Referring expression data
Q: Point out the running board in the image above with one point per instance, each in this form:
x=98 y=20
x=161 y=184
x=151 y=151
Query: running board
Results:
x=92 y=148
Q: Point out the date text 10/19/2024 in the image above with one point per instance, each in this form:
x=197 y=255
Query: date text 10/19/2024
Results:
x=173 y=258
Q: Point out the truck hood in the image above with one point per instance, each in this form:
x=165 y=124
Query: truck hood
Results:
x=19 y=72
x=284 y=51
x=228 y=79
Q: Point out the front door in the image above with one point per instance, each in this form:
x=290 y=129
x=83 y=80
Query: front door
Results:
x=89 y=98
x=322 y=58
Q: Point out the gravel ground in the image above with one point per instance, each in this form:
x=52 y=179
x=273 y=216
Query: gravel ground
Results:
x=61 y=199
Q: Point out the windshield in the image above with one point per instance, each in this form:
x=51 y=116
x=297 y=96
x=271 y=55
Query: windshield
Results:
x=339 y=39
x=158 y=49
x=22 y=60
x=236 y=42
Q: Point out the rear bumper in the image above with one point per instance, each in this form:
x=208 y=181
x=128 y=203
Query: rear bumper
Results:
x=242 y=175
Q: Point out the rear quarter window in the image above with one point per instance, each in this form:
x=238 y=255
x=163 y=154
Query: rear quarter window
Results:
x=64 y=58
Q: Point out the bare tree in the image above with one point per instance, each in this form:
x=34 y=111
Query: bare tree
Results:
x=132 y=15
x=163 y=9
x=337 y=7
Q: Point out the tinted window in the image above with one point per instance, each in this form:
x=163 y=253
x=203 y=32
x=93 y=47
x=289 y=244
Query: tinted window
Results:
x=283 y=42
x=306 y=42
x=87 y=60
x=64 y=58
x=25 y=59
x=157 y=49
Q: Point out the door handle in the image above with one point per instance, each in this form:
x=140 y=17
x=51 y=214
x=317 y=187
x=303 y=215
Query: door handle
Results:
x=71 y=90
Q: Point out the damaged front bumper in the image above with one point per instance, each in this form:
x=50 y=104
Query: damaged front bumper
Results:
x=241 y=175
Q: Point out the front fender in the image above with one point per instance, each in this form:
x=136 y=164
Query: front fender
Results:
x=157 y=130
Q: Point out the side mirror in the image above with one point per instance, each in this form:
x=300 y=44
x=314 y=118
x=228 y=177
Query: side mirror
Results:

§ **What you will do**: Reprint the entries above in full, exactly as they are.

§ **Exercise result**:
Q: Point out the running board in the image above with one point per instance, each in this form:
x=98 y=20
x=161 y=184
x=151 y=151
Query: running board
Results:
x=92 y=148
Q: Point out the date text 10/19/2024 in the image above with one point per instance, each in this form:
x=197 y=255
Query: date text 10/19/2024
Results:
x=173 y=258
Q: Point out the truck hood in the image above with one point per instance, each in this form:
x=165 y=124
Query: truck hood
Results:
x=19 y=72
x=284 y=51
x=228 y=79
Q: Point out the front door in the image above with one point per instance, each in this form:
x=290 y=129
x=83 y=80
Query: front door
Results:
x=89 y=98
x=322 y=58
Q: Point out the gravel ground in the image above with one point per instance, each in this form:
x=52 y=179
x=273 y=216
Query: gravel ground
Results:
x=61 y=199
Q: Point out the windshield in the image above with one point per instance, each in this form:
x=51 y=116
x=297 y=96
x=271 y=55
Query: windshield
Results:
x=339 y=39
x=158 y=49
x=22 y=60
x=236 y=42
Q: Point out the rear bumper in the image above with one point per instance, each in this form:
x=208 y=181
x=128 y=203
Query: rear bumper
Results:
x=242 y=175
Q: Point out the rear quarter window in the image above with one point per instance, each in this form:
x=238 y=255
x=163 y=154
Query: rear quarter window
Results:
x=64 y=58
Q: Point out the bare tree in the image above with one point per instance, each in this form:
x=34 y=111
Query: bare tree
Results:
x=132 y=15
x=163 y=9
x=337 y=7
Q: Point out the tinted window in the image above with one point per instance, each in this form:
x=163 y=253
x=203 y=32
x=93 y=47
x=289 y=244
Query: tinted window
Results:
x=283 y=42
x=306 y=42
x=87 y=60
x=64 y=58
x=25 y=59
x=157 y=49
Q: Point out the door handle in the image above with one point per instance, each in this form:
x=140 y=17
x=51 y=214
x=317 y=187
x=303 y=215
Query: door handle
Results:
x=71 y=90
Q: Point out the damaged front bumper in the image above with one point per instance, each in this form:
x=50 y=104
Query: damaged front bumper
Results:
x=241 y=175
Q: Point out the front fender in the image above with one point per instance, each in this form:
x=136 y=164
Query: front fender
Results:
x=157 y=130
Q: Point out the side mirror in the image above with one point per instance, each in this form:
x=300 y=44
x=314 y=118
x=228 y=177
Query: side mirror
Results:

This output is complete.